**ENTRIES:**
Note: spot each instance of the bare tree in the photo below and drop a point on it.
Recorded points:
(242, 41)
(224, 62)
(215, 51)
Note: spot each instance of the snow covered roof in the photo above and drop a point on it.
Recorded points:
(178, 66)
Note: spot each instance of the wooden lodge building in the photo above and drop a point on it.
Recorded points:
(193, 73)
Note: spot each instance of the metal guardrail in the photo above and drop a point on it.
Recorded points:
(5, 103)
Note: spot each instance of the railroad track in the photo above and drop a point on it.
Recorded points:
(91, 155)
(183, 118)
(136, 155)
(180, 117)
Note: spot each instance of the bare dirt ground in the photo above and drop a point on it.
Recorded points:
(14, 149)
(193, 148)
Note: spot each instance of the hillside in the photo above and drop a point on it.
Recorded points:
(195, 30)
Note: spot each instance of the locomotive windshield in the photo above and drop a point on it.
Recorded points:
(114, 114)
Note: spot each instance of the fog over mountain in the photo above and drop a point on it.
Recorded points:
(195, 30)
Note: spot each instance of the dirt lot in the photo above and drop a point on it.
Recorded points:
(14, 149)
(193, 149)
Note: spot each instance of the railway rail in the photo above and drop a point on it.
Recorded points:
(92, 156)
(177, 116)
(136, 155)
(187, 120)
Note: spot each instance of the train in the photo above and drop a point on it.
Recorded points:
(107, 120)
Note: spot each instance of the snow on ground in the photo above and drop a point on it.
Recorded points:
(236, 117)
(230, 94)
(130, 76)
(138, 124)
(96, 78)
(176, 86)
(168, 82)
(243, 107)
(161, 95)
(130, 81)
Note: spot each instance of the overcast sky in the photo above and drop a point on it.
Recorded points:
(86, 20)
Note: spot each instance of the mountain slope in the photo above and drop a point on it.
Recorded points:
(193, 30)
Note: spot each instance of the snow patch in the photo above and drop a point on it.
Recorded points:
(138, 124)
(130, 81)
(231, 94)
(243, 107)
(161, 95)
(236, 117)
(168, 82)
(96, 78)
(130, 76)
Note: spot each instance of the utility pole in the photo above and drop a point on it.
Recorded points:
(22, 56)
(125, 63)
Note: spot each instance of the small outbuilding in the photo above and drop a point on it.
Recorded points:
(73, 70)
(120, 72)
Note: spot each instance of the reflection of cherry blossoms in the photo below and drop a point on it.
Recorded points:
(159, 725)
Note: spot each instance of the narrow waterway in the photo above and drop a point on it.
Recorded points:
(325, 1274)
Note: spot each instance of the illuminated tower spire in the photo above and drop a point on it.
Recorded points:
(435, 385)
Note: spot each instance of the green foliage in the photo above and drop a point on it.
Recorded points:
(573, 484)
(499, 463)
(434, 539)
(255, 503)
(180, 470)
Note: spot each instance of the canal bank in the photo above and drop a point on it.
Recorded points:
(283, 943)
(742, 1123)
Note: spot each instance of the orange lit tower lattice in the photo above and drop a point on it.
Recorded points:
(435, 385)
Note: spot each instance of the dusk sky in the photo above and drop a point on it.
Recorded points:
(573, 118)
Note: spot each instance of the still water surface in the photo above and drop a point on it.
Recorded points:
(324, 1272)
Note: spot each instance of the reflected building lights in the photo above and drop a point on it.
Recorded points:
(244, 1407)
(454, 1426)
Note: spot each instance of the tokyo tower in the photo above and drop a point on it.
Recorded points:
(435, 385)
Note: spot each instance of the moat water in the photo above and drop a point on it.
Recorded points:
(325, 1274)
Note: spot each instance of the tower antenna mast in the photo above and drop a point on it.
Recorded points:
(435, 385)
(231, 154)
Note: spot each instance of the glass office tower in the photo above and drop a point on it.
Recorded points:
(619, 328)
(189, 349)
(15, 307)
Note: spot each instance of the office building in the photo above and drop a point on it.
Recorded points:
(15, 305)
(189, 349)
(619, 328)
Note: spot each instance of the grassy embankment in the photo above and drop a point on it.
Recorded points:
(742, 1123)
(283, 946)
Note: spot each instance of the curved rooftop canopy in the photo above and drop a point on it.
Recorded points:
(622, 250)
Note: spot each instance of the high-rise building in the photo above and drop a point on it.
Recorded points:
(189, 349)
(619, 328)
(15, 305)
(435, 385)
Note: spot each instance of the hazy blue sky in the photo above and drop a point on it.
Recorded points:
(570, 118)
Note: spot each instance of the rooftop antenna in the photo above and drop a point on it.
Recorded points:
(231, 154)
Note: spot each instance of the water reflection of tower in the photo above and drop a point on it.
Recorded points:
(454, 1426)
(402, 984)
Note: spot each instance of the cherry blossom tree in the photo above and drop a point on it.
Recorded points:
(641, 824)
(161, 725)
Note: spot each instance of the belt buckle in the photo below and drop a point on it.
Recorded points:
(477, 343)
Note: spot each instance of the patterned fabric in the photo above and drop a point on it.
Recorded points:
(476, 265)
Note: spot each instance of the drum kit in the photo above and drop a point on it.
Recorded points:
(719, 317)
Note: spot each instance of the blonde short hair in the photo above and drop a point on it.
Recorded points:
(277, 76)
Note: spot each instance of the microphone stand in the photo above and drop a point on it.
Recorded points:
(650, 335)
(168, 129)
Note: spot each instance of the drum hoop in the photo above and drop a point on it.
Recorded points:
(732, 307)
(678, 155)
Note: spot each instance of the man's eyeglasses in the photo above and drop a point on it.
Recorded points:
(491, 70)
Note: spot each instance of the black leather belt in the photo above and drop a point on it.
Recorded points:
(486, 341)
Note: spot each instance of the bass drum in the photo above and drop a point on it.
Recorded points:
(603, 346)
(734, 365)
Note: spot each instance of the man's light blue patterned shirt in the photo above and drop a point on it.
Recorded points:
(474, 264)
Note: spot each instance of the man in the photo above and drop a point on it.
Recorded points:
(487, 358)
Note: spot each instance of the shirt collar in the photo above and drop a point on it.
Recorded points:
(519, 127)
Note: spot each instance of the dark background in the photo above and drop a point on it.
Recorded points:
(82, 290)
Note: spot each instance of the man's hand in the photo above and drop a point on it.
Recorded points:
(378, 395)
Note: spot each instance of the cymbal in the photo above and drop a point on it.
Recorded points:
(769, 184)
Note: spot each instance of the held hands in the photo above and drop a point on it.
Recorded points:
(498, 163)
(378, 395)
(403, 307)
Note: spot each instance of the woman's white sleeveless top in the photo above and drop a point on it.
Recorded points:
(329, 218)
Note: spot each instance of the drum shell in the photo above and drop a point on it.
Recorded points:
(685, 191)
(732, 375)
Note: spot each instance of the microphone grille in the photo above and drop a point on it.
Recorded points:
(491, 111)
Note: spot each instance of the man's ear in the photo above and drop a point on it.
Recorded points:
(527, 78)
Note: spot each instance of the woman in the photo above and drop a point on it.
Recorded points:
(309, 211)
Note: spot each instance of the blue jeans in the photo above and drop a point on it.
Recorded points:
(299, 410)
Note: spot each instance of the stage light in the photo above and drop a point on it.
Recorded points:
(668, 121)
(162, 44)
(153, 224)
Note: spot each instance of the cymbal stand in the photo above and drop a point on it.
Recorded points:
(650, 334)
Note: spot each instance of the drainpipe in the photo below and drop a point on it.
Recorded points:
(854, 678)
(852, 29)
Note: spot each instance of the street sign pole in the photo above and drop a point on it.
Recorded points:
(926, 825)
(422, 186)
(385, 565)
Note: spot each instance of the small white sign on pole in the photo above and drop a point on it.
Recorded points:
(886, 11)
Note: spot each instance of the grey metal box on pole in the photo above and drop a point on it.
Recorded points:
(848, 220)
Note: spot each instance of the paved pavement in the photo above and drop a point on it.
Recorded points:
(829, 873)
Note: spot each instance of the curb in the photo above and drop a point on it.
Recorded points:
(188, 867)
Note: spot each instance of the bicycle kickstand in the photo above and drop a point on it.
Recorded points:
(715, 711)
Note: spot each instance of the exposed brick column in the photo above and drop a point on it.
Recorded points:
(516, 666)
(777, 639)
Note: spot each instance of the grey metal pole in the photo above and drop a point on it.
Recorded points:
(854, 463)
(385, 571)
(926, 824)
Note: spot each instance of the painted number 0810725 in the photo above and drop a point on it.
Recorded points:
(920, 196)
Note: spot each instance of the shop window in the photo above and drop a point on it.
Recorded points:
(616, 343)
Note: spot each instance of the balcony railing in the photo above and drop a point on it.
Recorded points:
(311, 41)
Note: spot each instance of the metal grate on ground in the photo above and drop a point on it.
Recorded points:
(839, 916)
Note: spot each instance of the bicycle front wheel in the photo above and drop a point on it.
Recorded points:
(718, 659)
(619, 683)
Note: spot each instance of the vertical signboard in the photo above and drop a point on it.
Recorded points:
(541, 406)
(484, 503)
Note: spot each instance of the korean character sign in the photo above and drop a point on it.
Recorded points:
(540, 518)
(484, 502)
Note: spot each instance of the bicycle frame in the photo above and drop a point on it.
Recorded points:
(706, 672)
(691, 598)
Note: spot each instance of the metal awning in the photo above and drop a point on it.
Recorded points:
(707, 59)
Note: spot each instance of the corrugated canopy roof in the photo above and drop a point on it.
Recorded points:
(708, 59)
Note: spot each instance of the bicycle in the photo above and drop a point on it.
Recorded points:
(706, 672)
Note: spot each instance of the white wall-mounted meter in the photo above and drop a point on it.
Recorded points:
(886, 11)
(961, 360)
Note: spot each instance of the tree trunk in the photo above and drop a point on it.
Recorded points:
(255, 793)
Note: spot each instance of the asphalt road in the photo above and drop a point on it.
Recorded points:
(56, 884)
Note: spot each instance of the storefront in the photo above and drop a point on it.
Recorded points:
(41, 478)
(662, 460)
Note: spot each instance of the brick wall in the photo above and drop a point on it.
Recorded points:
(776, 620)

**SHORT PROBLEM:** Repeat exactly the lines above, starting with the line that contains "Note: spot each instance of the white" and ending with the last line, both included, and nothing else.

**FINISHED EXERCISE:**
Note: spot each instance of the white wall-mounted meter in the photo above and drop a point on it.
Recorded points:
(886, 11)
(961, 360)
Note: spot each instance of the tree trunk in the photo above and drop a point on it.
Recorded points:
(255, 793)
Note: spot each instance of the asphalt road in the photo above and drop a point on it.
Recorded points:
(56, 884)
Note: spot each instance of the storefront in the photo above and drop a point on it.
Recorded points:
(41, 478)
(662, 460)
Note: spot each instance of the brick wall in the photo above and drop a point on it.
Recorded points:
(776, 620)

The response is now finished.